● Instructions for the task: Reproduce each of the entries that follow, exactly.

Point localization data
──────────────────────────────
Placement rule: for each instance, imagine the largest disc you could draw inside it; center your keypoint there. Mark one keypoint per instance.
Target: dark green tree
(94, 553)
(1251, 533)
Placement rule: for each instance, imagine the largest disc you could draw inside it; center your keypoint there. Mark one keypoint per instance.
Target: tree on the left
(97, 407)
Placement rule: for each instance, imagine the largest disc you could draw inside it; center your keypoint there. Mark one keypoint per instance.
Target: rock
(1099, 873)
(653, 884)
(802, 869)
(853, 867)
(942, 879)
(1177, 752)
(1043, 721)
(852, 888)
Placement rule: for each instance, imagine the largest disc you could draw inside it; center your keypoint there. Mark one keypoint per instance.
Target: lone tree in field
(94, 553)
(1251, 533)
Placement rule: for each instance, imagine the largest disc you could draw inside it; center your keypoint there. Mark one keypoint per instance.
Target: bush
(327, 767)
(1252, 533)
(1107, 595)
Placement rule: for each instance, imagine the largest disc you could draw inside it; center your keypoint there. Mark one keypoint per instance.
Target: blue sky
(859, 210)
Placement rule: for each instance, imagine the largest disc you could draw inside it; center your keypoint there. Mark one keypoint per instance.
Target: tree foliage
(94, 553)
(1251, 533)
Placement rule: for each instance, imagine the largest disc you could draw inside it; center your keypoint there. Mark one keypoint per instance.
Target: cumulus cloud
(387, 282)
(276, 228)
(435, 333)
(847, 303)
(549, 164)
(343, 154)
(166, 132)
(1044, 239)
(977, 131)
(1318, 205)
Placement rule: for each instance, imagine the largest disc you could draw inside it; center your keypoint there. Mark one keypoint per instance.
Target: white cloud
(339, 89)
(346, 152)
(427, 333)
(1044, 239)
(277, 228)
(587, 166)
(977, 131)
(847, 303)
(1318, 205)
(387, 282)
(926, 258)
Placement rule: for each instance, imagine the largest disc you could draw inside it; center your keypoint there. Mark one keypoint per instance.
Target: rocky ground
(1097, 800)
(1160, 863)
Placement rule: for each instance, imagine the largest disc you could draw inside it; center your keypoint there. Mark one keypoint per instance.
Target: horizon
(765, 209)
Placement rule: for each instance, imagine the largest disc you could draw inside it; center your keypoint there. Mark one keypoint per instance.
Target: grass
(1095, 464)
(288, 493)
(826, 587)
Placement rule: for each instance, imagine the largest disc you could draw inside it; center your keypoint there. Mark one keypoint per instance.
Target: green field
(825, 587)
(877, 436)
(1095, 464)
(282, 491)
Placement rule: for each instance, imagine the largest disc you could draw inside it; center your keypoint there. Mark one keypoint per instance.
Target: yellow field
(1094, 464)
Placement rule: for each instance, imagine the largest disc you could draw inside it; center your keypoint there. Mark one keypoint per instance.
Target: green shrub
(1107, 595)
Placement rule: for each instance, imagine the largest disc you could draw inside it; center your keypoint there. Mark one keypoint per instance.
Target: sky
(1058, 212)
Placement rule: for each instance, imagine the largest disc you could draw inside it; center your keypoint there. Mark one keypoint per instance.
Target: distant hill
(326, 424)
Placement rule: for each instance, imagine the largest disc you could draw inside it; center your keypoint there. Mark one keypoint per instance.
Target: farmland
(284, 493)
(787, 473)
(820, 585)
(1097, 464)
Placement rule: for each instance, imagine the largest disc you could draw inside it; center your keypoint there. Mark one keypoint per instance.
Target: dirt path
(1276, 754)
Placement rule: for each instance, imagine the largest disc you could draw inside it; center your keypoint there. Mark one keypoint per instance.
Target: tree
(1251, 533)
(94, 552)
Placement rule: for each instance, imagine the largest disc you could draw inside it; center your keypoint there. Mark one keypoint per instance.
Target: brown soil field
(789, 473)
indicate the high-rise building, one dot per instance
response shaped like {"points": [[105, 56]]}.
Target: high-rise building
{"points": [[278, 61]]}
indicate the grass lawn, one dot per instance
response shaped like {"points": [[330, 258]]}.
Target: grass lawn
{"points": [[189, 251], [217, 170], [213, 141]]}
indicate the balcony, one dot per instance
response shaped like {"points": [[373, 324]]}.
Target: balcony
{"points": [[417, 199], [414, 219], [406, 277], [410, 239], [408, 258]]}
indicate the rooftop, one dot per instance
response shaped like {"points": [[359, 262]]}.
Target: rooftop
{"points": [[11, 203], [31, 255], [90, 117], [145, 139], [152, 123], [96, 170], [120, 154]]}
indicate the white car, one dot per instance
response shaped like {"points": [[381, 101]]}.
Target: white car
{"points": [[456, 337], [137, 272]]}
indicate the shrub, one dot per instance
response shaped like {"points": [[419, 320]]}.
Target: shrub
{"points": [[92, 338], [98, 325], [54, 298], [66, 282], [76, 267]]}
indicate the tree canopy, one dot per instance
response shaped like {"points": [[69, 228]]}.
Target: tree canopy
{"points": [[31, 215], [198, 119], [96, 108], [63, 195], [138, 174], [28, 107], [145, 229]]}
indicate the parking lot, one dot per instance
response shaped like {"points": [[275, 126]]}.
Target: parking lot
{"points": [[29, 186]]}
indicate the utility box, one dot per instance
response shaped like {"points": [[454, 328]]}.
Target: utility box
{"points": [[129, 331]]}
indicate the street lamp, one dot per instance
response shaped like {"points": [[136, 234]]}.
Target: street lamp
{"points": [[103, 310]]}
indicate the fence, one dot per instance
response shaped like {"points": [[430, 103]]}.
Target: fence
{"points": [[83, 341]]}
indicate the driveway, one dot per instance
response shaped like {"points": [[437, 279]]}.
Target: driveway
──────────────────────────────
● Expected answer:
Placement rule: for each instance, imagine the largest disc you could draw inside it; center your keypoint there. Mark one keypoint per instance.
Target: dark green tree
(94, 553)
(1251, 533)
Placement rule: for each instance, imagine the largest disc you could draw inside it; center your keypoint there. Mark one keypoint per instance.
Target: tree on the left
(97, 407)
Placement rule: for each instance, imagine the largest disc you could draw inside it; center your keypoint there. Mark one keypoint per instance.
Target: rock
(1099, 873)
(653, 884)
(802, 869)
(853, 867)
(942, 879)
(1177, 752)
(1043, 721)
(852, 888)
Placement rule: for each instance, imagine the largest disc you could draw inside it; center your keypoint there. Mark one keypoint per instance.
Target: lone tree in field
(94, 553)
(1251, 533)
Placement rule: for each instance, imagine the largest disc you could draw inside it; center your keypoint there. Mark one keypoint per instance.
Target: bush
(327, 767)
(1252, 533)
(1107, 595)
Placement rule: for each instance, imagine the largest disc you could draw inside it; center your keypoint there. Mark one keypoint per instance.
Target: blue sky
(859, 210)
Placement rule: for each instance, imagine the largest disc you could draw inside it; center your keypoint there. Mark one keypoint per instance.
Target: tree foliage
(94, 553)
(1251, 533)
Placement rule: for each instance, imagine the largest disc you could draw inside it; center your keypoint there. Mark one keypoint per instance.
Target: cumulus cloud
(387, 282)
(276, 228)
(435, 333)
(847, 303)
(549, 164)
(343, 154)
(166, 132)
(1044, 239)
(977, 131)
(1318, 205)
Placement rule: for each instance, imagine the largest disc you could draw inside it; center your keypoint there. Mark one keypoint per instance.
Target: white cloud
(339, 89)
(346, 152)
(427, 333)
(1044, 239)
(277, 228)
(587, 166)
(977, 131)
(847, 303)
(1318, 205)
(387, 282)
(926, 258)
Placement rule: for each instance, imagine the largest disc you could draw inside it; center your keypoint there. Mark one keypoint per instance.
Target: rocky ground
(1097, 800)
(1160, 863)
Placement rule: for each instance, imagine the largest disc you could draw inside it; center your keypoint there. Mark one keypoint per instance.
Target: horizon
(765, 209)
Placement rule: for each instance, imagine the largest disc you could draw inside it; center your keypoint there. Mark one keypoint per instance.
Target: grass
(1095, 464)
(288, 493)
(826, 587)
Placement rule: for each instance, imagine the largest disc you could draw inside it; center your keypoint there. Mark one keypoint per instance.
Target: green field
(825, 587)
(877, 436)
(1095, 464)
(282, 491)
Placement rule: for each instance, imagine the largest disc you could draw inside it; center your keypoint there. Mark one keypoint per instance.
Target: yellow field
(1094, 464)
Placement rule: for each instance, imagine the largest disc you could draw inside it; center your keypoint there. Mark one keypoint per instance.
Target: green shrub
(1107, 595)
Placement rule: for each instance, imagine the largest disc you could draw inside it; center your keypoint there. Mark one keypoint per instance.
Target: sky
(1058, 212)
Placement rule: for each instance, imagine the largest disc you could draw inside it; center your keypoint there. Mark one keypoint per instance.
Target: distant hill
(326, 424)
Placement rule: for each instance, imagine the largest disc you could draw inside it; center your keypoint there. Mark one keypoint per instance.
Target: farmland
(284, 493)
(787, 473)
(820, 585)
(1097, 464)
Placement rule: for each instance, imagine the largest disc you could draw inside it; center your keypoint there. Mark one keypoint per instance.
Target: dirt path
(1276, 754)
Placement rule: for each instance, imagine the largest disc you could draw inside it; center your keypoint there. Mark one keypoint per instance.
Target: tree
(1251, 533)
(94, 552)
Placement rule: for each instance, imagine the largest disc you could draw inside it; center your keypoint there. Mark one keypoint per instance.
Target: brown soil field
(789, 473)
indicate the high-rise building, one dot per instance
response shaped like {"points": [[105, 56]]}.
Target: high-rise building
{"points": [[278, 61]]}
indicate the grass lawn, one dot per instance
response shaped like {"points": [[330, 258]]}.
Target: grass lawn
{"points": [[189, 251], [217, 170], [213, 141]]}
indicate the balcony, one dot per instance
response shaped like {"points": [[373, 324]]}.
Target: balcony
{"points": [[417, 199], [414, 219], [406, 277], [410, 239], [408, 258]]}
indicate the rooftop, one dot per instance
response shaped like {"points": [[359, 262]]}.
Target: rooftop
{"points": [[11, 203], [31, 255], [90, 117], [145, 139], [152, 123], [96, 170], [120, 154]]}
indicate the white car, one dot per instance
response shaped like {"points": [[381, 101]]}.
Target: white car
{"points": [[456, 337], [137, 272]]}
indicate the shrub, one dot per instance
response shaped like {"points": [[419, 320]]}.
Target: shrub
{"points": [[92, 338], [98, 325], [54, 298], [66, 282], [76, 267]]}
indicate the tree canopy, one dot per instance
response shaped like {"points": [[69, 228]]}.
Target: tree canopy
{"points": [[31, 215], [198, 119], [96, 108], [63, 195], [138, 174], [28, 107], [145, 229]]}
indicate the parking lot, one dot per instance
response shaped like {"points": [[275, 126]]}.
Target: parking lot
{"points": [[29, 186]]}
indicate the utility box, one dot per instance
response shaped like {"points": [[454, 328]]}.
Target: utility box
{"points": [[129, 331]]}
indicate the street lamp, one dot per instance
response shaped like {"points": [[136, 234]]}.
Target: street lamp
{"points": [[103, 310]]}
indicate the fence, one dot per instance
response shaped like {"points": [[430, 103]]}.
Target: fence
{"points": [[83, 341]]}
indicate the driveway, one dot per instance
response shaped like {"points": [[437, 279]]}.
Target: driveway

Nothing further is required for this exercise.